===== EXTRACTED INFORMATION

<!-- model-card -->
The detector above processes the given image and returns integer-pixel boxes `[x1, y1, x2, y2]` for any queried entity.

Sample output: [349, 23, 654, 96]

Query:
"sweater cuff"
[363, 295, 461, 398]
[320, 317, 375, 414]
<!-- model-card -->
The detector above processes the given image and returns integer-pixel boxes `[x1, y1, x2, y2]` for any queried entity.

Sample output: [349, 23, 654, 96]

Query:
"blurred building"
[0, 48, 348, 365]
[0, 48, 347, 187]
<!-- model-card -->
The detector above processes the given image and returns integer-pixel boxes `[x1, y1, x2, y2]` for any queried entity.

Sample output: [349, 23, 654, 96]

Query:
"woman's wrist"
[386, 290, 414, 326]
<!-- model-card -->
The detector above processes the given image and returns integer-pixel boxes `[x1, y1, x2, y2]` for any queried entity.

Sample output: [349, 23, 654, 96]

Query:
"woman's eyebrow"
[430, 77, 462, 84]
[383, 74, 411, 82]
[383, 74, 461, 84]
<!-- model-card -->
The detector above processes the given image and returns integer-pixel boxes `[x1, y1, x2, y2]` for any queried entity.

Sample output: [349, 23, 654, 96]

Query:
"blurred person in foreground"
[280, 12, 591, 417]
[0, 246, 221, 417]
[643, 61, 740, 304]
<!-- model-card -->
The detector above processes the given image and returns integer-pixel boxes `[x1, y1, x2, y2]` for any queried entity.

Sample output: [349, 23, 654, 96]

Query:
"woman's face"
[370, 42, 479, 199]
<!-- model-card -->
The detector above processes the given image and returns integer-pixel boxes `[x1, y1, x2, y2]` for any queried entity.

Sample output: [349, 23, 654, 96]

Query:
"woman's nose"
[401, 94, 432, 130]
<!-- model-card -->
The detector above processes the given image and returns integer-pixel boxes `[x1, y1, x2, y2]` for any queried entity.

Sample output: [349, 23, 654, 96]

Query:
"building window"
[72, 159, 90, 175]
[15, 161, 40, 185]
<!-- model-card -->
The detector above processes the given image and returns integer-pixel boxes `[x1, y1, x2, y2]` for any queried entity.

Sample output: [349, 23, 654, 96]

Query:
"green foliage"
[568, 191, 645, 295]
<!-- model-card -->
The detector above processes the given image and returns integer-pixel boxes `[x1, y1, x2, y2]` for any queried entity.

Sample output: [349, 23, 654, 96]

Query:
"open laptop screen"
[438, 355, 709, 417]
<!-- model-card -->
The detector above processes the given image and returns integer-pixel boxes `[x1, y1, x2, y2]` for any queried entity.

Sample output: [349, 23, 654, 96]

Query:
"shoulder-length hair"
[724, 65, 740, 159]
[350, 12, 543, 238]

==========

• _EXERCISE DIRECTIONS_: Pick out every line of the entries above that contains the word "blurred" and copy each of those lines.

• _RESULT OF THE EXERCISE_:
"blurred building"
"blurred person in foreground"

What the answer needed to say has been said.